» **Given information**:
········

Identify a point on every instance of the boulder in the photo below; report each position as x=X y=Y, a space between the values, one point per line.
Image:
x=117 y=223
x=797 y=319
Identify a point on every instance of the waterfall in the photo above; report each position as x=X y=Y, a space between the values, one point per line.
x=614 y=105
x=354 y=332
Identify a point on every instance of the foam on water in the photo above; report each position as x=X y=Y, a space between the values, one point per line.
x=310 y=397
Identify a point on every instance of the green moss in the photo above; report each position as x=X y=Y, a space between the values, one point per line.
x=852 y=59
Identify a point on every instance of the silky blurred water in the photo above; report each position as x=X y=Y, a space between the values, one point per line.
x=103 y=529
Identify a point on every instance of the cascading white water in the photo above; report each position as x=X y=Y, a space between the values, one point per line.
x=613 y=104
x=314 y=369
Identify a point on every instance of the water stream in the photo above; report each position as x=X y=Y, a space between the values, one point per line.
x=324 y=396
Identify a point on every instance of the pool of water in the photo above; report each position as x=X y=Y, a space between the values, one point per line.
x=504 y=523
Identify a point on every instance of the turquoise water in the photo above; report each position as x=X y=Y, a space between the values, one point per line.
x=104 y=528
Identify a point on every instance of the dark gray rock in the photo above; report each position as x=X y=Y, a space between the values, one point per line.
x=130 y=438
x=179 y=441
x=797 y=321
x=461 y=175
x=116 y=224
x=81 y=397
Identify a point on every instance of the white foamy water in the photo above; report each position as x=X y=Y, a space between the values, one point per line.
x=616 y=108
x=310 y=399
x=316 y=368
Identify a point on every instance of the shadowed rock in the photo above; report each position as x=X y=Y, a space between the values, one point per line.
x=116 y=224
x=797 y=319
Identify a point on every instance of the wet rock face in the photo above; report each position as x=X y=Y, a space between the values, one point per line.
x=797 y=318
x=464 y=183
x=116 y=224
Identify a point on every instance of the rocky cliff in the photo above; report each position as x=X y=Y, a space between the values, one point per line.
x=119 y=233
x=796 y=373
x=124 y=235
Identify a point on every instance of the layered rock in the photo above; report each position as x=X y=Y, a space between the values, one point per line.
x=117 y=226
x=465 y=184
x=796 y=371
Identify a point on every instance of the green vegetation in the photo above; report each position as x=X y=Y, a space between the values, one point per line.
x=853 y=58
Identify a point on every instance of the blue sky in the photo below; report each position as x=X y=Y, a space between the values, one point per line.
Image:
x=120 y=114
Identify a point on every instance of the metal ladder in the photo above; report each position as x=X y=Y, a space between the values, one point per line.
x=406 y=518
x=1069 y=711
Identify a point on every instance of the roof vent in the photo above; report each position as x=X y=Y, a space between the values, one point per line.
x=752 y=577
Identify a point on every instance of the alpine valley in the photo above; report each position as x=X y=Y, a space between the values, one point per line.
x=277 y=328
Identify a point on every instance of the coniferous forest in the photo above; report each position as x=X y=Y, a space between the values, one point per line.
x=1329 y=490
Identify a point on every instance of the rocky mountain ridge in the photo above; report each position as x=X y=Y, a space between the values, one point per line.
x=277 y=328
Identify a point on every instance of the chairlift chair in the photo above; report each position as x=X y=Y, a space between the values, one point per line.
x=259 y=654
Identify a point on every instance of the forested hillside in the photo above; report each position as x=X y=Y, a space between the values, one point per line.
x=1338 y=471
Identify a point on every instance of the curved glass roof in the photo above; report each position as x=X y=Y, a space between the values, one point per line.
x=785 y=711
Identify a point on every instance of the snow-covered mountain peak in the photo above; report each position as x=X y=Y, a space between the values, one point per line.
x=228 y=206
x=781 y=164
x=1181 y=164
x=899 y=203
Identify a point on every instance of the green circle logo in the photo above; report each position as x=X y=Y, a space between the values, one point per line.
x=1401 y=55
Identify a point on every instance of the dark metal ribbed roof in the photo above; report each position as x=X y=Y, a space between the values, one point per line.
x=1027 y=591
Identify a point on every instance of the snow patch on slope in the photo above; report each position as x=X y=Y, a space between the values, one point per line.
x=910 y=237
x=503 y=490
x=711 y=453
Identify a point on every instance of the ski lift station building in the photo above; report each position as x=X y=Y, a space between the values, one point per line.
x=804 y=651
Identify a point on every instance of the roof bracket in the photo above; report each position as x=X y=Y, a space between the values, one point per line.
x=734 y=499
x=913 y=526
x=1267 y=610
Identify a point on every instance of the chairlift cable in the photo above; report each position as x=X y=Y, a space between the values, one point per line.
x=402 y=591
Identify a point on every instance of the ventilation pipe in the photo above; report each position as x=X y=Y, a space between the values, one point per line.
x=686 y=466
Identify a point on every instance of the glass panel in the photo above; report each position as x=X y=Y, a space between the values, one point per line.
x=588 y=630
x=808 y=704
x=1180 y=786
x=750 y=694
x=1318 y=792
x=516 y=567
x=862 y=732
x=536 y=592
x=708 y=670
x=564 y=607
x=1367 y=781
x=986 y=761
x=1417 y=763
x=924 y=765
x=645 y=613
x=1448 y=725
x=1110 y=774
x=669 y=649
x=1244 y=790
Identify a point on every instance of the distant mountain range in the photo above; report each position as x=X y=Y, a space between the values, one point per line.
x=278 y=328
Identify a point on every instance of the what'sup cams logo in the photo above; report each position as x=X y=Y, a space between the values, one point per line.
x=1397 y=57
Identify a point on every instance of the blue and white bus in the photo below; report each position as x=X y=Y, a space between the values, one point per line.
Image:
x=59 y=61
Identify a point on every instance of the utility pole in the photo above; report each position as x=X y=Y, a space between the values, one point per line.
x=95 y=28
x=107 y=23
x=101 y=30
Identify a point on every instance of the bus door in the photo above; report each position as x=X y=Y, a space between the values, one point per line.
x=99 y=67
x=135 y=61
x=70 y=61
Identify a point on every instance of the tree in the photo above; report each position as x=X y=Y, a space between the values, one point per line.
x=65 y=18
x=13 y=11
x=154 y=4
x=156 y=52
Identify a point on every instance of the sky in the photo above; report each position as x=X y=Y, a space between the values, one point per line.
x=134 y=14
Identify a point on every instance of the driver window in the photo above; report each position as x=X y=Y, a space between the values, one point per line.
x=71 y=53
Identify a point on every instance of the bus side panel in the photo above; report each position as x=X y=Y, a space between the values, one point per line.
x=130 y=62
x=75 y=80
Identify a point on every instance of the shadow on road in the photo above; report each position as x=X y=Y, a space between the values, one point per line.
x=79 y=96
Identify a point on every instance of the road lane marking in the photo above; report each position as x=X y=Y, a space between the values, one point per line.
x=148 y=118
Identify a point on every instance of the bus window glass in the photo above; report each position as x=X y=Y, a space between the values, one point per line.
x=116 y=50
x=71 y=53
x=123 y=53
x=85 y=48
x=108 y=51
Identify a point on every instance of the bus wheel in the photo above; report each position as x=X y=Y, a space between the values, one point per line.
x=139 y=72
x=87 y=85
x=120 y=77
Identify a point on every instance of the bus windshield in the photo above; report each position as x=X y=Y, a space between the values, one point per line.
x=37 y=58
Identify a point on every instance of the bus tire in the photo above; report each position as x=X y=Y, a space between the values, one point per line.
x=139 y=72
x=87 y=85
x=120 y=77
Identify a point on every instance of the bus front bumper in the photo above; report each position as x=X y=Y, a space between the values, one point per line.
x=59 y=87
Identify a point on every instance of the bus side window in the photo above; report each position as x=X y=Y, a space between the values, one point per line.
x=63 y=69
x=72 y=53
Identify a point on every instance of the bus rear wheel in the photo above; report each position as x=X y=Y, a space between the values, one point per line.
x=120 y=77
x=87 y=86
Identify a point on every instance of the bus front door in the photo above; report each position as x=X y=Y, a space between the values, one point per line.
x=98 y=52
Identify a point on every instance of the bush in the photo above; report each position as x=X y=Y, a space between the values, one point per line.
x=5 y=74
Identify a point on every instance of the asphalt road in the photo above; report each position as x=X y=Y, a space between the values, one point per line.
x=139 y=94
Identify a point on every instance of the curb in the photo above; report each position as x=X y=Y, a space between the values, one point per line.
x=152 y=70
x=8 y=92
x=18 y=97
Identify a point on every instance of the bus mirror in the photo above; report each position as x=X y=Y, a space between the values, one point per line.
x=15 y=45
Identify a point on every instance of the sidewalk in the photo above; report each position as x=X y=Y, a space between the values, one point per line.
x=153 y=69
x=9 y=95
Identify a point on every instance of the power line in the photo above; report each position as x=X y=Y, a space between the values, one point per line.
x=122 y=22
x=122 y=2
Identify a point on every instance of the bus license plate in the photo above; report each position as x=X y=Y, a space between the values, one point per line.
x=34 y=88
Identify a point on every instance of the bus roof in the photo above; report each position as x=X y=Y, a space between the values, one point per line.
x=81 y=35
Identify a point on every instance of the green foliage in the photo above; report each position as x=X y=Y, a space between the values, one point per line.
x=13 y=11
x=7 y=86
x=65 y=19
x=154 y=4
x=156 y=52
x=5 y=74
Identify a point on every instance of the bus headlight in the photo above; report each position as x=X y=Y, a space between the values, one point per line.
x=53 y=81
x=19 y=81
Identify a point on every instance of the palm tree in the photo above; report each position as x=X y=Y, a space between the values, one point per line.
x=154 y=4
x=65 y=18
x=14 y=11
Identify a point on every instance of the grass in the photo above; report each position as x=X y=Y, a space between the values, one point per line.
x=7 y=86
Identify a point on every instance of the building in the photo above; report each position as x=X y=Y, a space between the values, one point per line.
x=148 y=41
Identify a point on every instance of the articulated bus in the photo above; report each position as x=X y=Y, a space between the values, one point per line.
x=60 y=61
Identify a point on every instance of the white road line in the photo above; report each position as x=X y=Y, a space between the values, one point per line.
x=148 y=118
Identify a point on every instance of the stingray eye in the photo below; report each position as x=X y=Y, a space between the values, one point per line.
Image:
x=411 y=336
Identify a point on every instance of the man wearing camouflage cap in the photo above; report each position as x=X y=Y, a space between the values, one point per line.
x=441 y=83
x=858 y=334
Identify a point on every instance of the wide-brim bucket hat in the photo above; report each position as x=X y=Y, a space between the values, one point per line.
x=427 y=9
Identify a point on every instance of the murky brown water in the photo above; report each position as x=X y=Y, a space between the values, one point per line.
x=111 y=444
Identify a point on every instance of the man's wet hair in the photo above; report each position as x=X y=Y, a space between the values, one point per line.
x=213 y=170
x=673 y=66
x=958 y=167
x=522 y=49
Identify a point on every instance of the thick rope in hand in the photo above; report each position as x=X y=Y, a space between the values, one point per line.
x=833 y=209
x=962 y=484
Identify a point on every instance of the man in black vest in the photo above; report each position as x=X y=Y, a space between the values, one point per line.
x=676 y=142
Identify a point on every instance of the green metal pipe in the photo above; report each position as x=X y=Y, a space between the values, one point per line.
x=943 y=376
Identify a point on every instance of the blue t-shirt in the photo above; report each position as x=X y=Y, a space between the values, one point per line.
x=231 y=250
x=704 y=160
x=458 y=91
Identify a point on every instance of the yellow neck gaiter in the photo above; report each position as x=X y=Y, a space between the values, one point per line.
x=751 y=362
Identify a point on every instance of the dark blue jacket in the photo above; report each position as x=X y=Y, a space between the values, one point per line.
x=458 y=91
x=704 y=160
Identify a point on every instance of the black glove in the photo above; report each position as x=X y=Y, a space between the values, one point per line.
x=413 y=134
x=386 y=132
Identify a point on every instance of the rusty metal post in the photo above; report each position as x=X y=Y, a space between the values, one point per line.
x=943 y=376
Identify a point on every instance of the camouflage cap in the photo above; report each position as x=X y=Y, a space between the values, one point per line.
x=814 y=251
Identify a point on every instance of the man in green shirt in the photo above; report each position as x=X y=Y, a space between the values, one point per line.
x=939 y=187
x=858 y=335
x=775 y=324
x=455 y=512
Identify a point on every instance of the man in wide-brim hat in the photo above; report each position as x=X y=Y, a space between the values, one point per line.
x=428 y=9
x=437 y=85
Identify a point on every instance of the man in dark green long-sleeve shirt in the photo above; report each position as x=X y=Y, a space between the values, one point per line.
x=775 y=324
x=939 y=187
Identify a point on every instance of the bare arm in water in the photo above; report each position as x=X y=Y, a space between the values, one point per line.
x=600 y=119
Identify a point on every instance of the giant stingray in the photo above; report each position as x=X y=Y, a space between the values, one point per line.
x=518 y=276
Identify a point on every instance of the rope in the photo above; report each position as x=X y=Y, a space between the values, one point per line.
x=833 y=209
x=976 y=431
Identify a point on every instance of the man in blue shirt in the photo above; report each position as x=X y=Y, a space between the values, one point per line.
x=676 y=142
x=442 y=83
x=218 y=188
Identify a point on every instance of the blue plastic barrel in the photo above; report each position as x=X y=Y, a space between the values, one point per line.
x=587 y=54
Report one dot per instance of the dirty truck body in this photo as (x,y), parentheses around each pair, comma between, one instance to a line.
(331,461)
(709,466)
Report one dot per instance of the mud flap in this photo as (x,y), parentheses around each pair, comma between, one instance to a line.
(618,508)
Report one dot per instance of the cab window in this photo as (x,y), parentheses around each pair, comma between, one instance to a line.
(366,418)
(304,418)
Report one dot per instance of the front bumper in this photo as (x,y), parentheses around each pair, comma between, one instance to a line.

········

» **Stated problem**:
Your output consists solely of the lines from the one with "Report one dot per instance of the dirty" through the last line, copied exactly.

» **In response**:
Report one dot per instance of the dirty truck body in this photo as (x,y), parentheses around each pair, comma between, one instance to a line.
(331,461)
(709,466)
Report one dot per instance of the mud flap in this photo as (x,y), parentheses around each pair, comma between, one instance to a line.
(618,508)
Report one dot per instance of the cab window in this photo as (x,y), parentheses around each pair, comma between, one instance to a line.
(366,418)
(304,418)
Report one dot per instance of the front bumper in this photo as (x,y), parentheses around each pair, comma between, one instance to a line.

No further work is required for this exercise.